# START OF EXTRACTED RECORDS

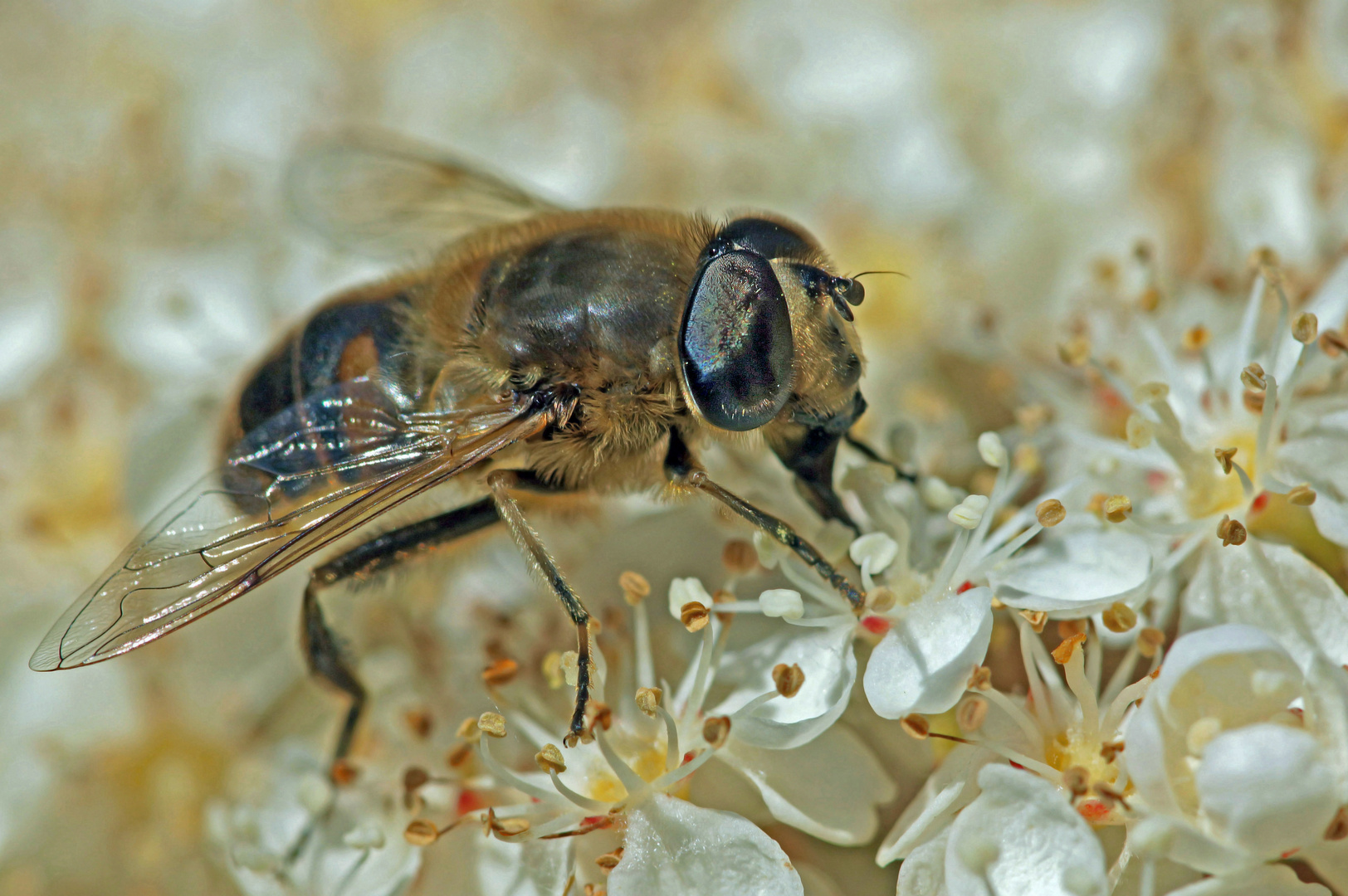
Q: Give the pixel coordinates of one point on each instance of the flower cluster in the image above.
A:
(1121, 645)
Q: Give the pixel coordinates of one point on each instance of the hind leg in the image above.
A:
(321, 647)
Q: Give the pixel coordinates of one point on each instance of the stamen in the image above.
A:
(510, 779)
(789, 679)
(700, 678)
(669, 779)
(1032, 731)
(1121, 704)
(1050, 512)
(1073, 667)
(1301, 496)
(1119, 617)
(695, 616)
(1043, 709)
(672, 748)
(642, 635)
(631, 781)
(584, 802)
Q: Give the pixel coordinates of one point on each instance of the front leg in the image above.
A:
(681, 469)
(501, 483)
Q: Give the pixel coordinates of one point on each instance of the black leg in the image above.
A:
(321, 648)
(680, 468)
(871, 455)
(501, 484)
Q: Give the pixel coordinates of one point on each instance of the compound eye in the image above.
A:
(735, 343)
(766, 237)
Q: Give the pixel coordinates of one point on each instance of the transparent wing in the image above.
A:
(388, 197)
(305, 479)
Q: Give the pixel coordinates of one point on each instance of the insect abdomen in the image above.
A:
(344, 340)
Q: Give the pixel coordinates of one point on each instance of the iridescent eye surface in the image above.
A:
(735, 343)
(766, 237)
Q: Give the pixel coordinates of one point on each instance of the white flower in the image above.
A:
(1067, 733)
(1228, 771)
(634, 777)
(1022, 835)
(305, 837)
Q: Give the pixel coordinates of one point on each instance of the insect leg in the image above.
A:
(321, 648)
(875, 457)
(680, 468)
(501, 484)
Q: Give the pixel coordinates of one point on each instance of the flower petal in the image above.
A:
(1021, 835)
(828, 787)
(924, 663)
(1272, 587)
(676, 848)
(828, 660)
(531, 868)
(922, 874)
(1084, 570)
(1261, 880)
(1266, 788)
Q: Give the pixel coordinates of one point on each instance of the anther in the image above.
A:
(421, 833)
(550, 759)
(739, 557)
(492, 723)
(635, 587)
(1036, 619)
(969, 512)
(1050, 512)
(916, 727)
(1150, 640)
(1077, 781)
(1062, 652)
(1119, 617)
(501, 673)
(971, 714)
(414, 779)
(1231, 531)
(716, 731)
(1116, 509)
(1337, 827)
(1253, 377)
(1076, 351)
(1140, 431)
(419, 723)
(344, 772)
(1305, 328)
(1108, 794)
(1196, 338)
(695, 616)
(505, 827)
(648, 701)
(991, 449)
(788, 679)
(1301, 496)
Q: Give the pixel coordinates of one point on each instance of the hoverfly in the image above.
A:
(600, 347)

# END OF EXTRACTED RECORDS

## WORK TO DO
Lay out every line of the items above as a Markdown table with two columns, "Row" and "Line". Number each row, skip blank lines, and leave the pictures out.

## TASK OUTPUT
| Row | Line |
|---|---|
| 1 | Q: Give the pixel coordinates of one point on each instance of the flower cluster in the image above. |
| 2 | A: |
| 3 | (1121, 645) |
| 4 | Q: Give the pixel coordinates of one point on each instance of the hind leg in the image above. |
| 5 | A: |
| 6 | (321, 647) |
| 7 | Q: Give the pixel coordinates of one point on each instance of the stamen in the image above. |
| 8 | A: |
| 9 | (510, 779) |
| 10 | (789, 679) |
| 11 | (700, 678) |
| 12 | (669, 779) |
| 13 | (1032, 731) |
| 14 | (1121, 704) |
| 15 | (1050, 512) |
| 16 | (1073, 667) |
| 17 | (1301, 496) |
| 18 | (1119, 617) |
| 19 | (695, 616) |
| 20 | (1043, 709) |
| 21 | (672, 748) |
| 22 | (642, 635) |
| 23 | (631, 781) |
| 24 | (584, 802) |
| 25 | Q: Give the pixel coordinates of one point on each instance of the front leg in the image above. |
| 26 | A: |
| 27 | (681, 469) |
| 28 | (501, 483) |
| 29 | Q: Give the pixel coordinates of one point on each instance of the black leg in the image above. |
| 30 | A: |
| 31 | (321, 648) |
| 32 | (680, 468) |
| 33 | (871, 455) |
| 34 | (501, 484) |
| 35 | Q: Give the pixel coordinates of one point on each instance of the compound eye in the image above. |
| 36 | A: |
| 37 | (735, 343) |
| 38 | (766, 237) |
| 39 | Q: Give the pixel coordinates of one point on each instance of the transparent wing in the image above. |
| 40 | A: |
| 41 | (388, 197) |
| 42 | (305, 479) |
| 43 | Q: Give the pixel coordinates of one point on each instance of the insect abdomen in the image above. |
| 44 | A: |
| 45 | (344, 340) |
| 46 | Q: Give the pixel coordinates of one point on each instance of the iridescent eye surface in the image above. |
| 47 | A: |
| 48 | (735, 343) |
| 49 | (766, 237) |
| 50 | Q: Give the pixel coordinates of one point on each instance of the white flower in the image above. |
| 51 | A: |
| 52 | (1067, 733) |
| 53 | (1228, 771) |
| 54 | (634, 777) |
| 55 | (1022, 835) |
| 56 | (305, 837) |
| 57 | Q: Give the pixel coordinates of one point on each instance of the insect leg in the image above. |
| 58 | A: |
| 59 | (321, 648) |
| 60 | (875, 457) |
| 61 | (680, 468) |
| 62 | (501, 484) |
| 63 | Q: Give the pixel coordinates of one point on each instance of the flower petal in the image above. |
| 64 | A: |
| 65 | (1021, 835) |
| 66 | (828, 787) |
| 67 | (924, 663) |
| 68 | (1272, 587) |
| 69 | (676, 848) |
| 70 | (828, 660) |
| 71 | (531, 868) |
| 72 | (922, 874) |
| 73 | (1084, 570) |
| 74 | (1261, 880) |
| 75 | (1266, 788) |
| 76 | Q: Give the pixel coordinates of one point on each instance of the anther in the image above. |
| 77 | A: |
| 78 | (421, 833) |
| 79 | (550, 759) |
| 80 | (739, 557) |
| 81 | (492, 723) |
| 82 | (635, 587) |
| 83 | (1036, 619) |
| 84 | (969, 512) |
| 85 | (1050, 512) |
| 86 | (916, 727) |
| 87 | (1150, 640) |
| 88 | (1077, 781) |
| 89 | (1062, 652) |
| 90 | (1119, 617) |
| 91 | (501, 673) |
| 92 | (971, 714) |
| 93 | (414, 779) |
| 94 | (1231, 531) |
| 95 | (716, 731) |
| 96 | (1116, 509) |
| 97 | (1337, 827) |
| 98 | (1253, 377) |
| 99 | (1076, 351) |
| 100 | (1140, 431) |
| 101 | (419, 723) |
| 102 | (344, 772) |
| 103 | (1305, 328) |
| 104 | (1108, 794) |
| 105 | (1196, 338) |
| 106 | (695, 616) |
| 107 | (505, 827) |
| 108 | (648, 701) |
| 109 | (991, 449) |
| 110 | (788, 679) |
| 111 | (1301, 496) |
| 112 | Q: Give the pixel coordinates of one point on each instance of the hoverfly in the image above. |
| 113 | A: |
| 114 | (600, 347) |